> **SET TASK 1**: Scale everything in the listing below, from the line containing "One marker serves each instance of the house" down to the final line of the listing. Repeat each of those lines, requests included, and multiply every coordinate in the answers by 2, rounding to whole numbers with halves rounded up.

> **PASSAGE PROVIDED**:
I appreciate all the engagement and new followers I've picked up from doing some deep dives into the Jackson, MS #watercrisis.
We have to learn to "read" these partly real/partly fictionalized stories for what they are: an attempt by one party to change how we see the world.
Maybe Mayor Chokwe Antar Lumumba is competent in some respects, but he's utterly failed to keep the water flowing, despite repeated efforts by the Feds and the State to make him.
And the White House is rewarding him by making him a hero. He's not a hero. This is all politics.
We have to learn enough about "big" stories like this to push back on the awful "narrative" foisted on us by the international media conglomerates and the DC Deep State. It's a bit easier here because while the city is blue, the state is red, and so the local media is mostly ok.

> **RECORDS**:
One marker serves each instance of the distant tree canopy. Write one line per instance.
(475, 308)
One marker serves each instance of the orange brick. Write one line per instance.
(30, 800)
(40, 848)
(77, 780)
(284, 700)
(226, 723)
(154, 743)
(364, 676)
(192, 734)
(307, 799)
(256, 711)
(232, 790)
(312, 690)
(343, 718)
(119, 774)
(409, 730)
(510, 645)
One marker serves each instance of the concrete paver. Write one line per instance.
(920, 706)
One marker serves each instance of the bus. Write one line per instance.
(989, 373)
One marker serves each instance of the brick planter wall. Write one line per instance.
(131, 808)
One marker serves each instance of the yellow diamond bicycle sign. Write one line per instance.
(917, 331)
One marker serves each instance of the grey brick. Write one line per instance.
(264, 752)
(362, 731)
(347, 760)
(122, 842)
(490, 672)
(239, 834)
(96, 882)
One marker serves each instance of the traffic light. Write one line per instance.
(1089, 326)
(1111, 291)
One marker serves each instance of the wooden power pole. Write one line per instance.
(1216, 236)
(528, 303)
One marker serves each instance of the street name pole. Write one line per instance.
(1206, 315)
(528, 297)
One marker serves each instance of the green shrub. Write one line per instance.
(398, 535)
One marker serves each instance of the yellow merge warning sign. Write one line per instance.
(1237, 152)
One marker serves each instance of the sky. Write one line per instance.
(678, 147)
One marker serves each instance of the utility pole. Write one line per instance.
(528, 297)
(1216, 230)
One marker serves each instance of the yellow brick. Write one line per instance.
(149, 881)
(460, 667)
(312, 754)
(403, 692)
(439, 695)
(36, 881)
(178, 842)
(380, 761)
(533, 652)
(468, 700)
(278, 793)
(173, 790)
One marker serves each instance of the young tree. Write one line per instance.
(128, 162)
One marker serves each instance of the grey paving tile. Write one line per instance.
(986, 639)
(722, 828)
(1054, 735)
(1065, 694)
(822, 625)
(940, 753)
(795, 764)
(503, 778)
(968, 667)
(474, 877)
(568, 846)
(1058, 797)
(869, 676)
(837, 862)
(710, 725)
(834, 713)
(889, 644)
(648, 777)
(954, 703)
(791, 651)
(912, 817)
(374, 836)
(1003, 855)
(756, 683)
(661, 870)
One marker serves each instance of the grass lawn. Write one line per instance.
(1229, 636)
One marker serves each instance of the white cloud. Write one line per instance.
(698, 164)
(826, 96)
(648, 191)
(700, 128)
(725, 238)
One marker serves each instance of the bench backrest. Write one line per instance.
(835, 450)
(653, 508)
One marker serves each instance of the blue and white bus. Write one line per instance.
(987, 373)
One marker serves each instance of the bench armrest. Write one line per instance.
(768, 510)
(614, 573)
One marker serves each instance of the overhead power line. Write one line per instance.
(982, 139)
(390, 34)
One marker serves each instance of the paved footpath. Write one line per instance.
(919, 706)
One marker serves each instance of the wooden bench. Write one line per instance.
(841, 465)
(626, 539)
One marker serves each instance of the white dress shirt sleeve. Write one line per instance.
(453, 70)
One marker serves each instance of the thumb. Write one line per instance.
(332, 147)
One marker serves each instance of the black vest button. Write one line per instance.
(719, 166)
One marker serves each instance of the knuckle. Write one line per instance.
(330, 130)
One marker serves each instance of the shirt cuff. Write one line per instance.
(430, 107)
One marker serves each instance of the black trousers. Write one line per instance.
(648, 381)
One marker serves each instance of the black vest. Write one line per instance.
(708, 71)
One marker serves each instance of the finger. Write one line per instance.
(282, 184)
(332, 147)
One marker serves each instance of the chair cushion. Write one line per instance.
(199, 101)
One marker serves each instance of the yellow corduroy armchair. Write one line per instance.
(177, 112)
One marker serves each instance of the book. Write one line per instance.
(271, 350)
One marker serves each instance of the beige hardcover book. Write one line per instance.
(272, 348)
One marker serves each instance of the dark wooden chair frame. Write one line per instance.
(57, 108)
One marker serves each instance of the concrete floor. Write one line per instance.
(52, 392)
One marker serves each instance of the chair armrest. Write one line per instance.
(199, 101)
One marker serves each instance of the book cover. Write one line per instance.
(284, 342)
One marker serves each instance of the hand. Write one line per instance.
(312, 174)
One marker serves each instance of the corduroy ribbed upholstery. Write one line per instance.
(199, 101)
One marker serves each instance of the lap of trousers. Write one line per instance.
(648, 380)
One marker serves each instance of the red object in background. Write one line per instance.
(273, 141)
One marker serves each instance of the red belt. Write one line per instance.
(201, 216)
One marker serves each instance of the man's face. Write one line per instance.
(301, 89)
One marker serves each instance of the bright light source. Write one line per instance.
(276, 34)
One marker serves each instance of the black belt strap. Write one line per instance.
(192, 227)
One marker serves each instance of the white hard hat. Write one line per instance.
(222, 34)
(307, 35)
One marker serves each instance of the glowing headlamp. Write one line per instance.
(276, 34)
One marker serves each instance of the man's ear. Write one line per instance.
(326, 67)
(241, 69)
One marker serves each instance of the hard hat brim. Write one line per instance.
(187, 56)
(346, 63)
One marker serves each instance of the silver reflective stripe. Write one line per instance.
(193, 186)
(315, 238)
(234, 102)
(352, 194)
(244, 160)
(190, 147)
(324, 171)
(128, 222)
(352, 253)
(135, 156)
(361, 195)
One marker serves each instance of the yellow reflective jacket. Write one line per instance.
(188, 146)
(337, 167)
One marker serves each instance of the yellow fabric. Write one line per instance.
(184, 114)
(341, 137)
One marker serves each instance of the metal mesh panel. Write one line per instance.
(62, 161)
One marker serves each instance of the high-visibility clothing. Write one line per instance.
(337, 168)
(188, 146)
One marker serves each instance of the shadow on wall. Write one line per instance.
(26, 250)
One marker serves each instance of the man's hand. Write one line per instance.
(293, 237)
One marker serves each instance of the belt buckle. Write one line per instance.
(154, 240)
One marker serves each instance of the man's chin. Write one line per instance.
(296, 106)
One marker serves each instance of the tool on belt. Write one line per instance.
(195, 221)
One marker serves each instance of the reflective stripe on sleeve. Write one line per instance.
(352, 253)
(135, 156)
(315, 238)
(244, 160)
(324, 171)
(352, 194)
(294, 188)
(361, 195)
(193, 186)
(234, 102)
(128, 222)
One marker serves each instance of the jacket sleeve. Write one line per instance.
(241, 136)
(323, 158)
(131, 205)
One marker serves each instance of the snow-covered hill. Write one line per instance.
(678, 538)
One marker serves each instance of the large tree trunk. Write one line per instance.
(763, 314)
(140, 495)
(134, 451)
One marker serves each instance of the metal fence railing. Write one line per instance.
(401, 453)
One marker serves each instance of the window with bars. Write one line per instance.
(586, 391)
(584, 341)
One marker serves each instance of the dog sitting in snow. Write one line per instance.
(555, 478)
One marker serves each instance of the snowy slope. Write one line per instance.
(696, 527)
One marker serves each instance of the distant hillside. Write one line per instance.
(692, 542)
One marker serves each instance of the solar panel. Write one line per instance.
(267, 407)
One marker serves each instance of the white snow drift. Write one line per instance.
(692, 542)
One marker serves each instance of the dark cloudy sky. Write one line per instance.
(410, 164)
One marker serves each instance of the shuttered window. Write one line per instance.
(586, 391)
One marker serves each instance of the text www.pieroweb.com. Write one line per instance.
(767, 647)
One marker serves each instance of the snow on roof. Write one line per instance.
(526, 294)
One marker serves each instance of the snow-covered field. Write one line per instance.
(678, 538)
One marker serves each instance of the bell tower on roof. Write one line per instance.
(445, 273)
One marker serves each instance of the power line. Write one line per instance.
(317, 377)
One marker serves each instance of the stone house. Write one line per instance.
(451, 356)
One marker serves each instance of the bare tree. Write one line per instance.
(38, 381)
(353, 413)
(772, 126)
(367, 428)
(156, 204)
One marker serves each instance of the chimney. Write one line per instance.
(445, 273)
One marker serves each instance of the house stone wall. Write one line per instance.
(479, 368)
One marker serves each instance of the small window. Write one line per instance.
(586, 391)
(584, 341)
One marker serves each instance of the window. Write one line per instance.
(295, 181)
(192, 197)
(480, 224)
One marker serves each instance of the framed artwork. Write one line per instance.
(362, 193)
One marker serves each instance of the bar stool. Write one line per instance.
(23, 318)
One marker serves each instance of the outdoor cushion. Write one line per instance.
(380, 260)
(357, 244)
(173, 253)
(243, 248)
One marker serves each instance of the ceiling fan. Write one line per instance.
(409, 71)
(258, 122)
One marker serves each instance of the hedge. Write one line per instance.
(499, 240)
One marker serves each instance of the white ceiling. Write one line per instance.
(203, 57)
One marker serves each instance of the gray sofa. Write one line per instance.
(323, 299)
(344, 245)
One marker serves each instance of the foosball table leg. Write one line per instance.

> **SET TASK 2**: Decide whether each statement agrees with the post about the Jackson water crisis, and quote the words that settle it: (a) The mayor has kept the water flowing. (b) The city is blue while the state is red. (c) The White House is punishing the mayor.

> **FINAL ANSWER 1**:
One marker serves each instance of the house stone wall. Write one line per instance.
(958, 736)
One marker serves each instance of the small window. Write one line per instance.
(1172, 782)
(1168, 682)
One marker serves each instance of the window. Write one line per instance.
(590, 362)
(384, 394)
(960, 448)
One marker serves each instance of the framed artwork. Write one line per instance.
(724, 386)
One marker serves each instance of the bar stool. Write one line per instance.
(46, 636)
One marker serves each instance of the outdoor cushion. Write one line per instance.
(760, 520)
(714, 488)
(346, 506)
(486, 496)
One marker serves each instance of the ceiling fan. Write one line per instance.
(818, 142)
(516, 244)
One marker serves each instance of the hedge. Write one line per instance.
(998, 480)
One marker serves each instance of the white ceiling. Write one line per instance.
(406, 114)
One marker serves each instance of the gray sofa. Write one line per instance.
(646, 598)
(688, 490)
One marker serves each instance of the foosball table leg. Write one line per instance.

> **FINAL ANSWER 2**:
(a) No: "he's utterly failed to keep the water flowing"
(b) Yes: "while the city is blue, the state is red"
(c) No: "the White House is rewarding him by making him a hero"